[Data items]
|---|
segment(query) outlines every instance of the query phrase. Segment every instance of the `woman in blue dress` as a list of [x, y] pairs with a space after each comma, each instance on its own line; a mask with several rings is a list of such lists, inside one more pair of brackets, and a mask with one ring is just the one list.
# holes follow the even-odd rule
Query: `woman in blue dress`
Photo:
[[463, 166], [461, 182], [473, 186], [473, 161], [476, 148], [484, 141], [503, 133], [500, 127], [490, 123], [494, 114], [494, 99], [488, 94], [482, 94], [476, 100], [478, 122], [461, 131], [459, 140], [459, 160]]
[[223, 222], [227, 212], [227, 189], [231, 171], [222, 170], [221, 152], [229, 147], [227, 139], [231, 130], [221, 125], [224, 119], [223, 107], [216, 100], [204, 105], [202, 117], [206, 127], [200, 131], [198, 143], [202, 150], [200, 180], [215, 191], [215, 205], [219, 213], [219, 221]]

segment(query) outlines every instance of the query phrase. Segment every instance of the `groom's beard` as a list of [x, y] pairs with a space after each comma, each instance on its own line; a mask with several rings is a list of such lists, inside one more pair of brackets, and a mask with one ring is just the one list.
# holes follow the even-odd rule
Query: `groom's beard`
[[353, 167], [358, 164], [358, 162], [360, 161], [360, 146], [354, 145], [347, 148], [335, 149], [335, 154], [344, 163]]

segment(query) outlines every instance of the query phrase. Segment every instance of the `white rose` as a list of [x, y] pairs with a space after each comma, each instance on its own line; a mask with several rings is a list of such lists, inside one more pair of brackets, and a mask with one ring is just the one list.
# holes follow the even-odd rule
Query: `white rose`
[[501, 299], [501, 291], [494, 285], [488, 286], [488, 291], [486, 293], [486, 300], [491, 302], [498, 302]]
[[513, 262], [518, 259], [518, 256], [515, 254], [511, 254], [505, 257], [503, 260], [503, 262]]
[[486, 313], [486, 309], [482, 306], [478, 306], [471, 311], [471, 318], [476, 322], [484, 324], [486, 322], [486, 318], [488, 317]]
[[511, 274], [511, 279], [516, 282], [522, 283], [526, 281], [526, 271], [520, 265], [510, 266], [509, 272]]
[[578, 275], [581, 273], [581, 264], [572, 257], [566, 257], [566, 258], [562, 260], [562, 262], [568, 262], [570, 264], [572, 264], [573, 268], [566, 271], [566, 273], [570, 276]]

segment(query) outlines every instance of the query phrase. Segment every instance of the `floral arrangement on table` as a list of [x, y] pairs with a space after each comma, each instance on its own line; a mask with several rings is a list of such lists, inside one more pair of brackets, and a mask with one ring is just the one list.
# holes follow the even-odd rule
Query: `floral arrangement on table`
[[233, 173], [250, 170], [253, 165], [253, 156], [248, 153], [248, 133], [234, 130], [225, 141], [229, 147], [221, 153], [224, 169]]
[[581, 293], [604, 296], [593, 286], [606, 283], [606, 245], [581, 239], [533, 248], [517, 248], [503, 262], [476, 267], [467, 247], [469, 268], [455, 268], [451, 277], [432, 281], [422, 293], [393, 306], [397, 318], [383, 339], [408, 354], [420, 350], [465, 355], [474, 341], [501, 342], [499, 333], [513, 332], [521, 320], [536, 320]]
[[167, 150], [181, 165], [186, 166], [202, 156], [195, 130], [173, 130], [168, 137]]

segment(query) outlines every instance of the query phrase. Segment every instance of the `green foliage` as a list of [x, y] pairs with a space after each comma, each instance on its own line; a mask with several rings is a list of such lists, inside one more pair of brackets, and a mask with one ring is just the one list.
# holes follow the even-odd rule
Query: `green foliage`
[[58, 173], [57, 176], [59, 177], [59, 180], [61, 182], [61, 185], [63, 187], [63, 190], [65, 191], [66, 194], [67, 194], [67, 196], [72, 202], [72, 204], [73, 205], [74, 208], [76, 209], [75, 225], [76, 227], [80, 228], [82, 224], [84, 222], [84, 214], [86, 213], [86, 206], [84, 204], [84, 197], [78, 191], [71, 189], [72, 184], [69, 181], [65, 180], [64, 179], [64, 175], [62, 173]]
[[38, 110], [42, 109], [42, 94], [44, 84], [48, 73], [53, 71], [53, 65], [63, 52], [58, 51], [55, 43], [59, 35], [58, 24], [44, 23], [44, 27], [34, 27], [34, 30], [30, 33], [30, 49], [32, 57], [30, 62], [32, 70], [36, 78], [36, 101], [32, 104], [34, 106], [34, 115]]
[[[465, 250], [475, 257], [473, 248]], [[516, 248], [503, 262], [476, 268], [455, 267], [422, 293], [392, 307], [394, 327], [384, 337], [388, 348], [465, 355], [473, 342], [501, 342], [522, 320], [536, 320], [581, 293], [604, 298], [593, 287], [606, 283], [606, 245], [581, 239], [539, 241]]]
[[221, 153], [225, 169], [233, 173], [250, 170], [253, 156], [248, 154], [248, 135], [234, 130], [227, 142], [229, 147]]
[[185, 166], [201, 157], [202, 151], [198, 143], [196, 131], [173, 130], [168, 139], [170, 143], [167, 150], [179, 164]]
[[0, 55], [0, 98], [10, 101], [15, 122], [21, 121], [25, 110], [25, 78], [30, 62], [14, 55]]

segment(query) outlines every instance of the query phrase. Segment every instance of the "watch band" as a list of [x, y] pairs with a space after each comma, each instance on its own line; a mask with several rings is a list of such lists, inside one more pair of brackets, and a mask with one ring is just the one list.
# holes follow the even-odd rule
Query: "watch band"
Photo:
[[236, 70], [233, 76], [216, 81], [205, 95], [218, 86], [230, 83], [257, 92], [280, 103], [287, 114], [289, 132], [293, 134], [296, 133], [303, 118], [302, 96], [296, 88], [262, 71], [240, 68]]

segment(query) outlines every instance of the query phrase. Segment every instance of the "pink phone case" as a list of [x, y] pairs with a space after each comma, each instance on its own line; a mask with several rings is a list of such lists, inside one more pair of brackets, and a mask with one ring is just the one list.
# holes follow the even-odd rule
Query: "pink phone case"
|---|
**BRIEF:** Lay out as a numbered list, leaving out blank lines, only the rows from the first row above through the row containing "213], [219, 221]]", both included.

**SOLUTION FOR THIS EXERCISE:**
1. segment(query) outlines every instance of the query phrase. Segment every instance of the `woman in blue dress` as a list of [x, y] pairs with a space after each comma, each instance on its own line; a mask with several rings is a list of such lists, inside one more pair of brackets, and a mask with one ring is just the one list.
2. # holes follow the even-odd rule
3. Query: `woman in blue dress`
4. Photo:
5. [[463, 166], [461, 182], [473, 186], [473, 161], [476, 148], [484, 141], [503, 133], [500, 127], [490, 123], [494, 114], [494, 99], [488, 94], [482, 94], [476, 100], [478, 122], [461, 131], [459, 140], [459, 160]]
6. [[223, 222], [227, 212], [227, 189], [231, 171], [222, 170], [221, 152], [229, 147], [227, 139], [231, 130], [221, 125], [224, 119], [223, 107], [216, 100], [204, 105], [202, 117], [206, 127], [200, 131], [198, 143], [202, 150], [200, 180], [215, 191], [215, 205], [219, 213], [219, 221]]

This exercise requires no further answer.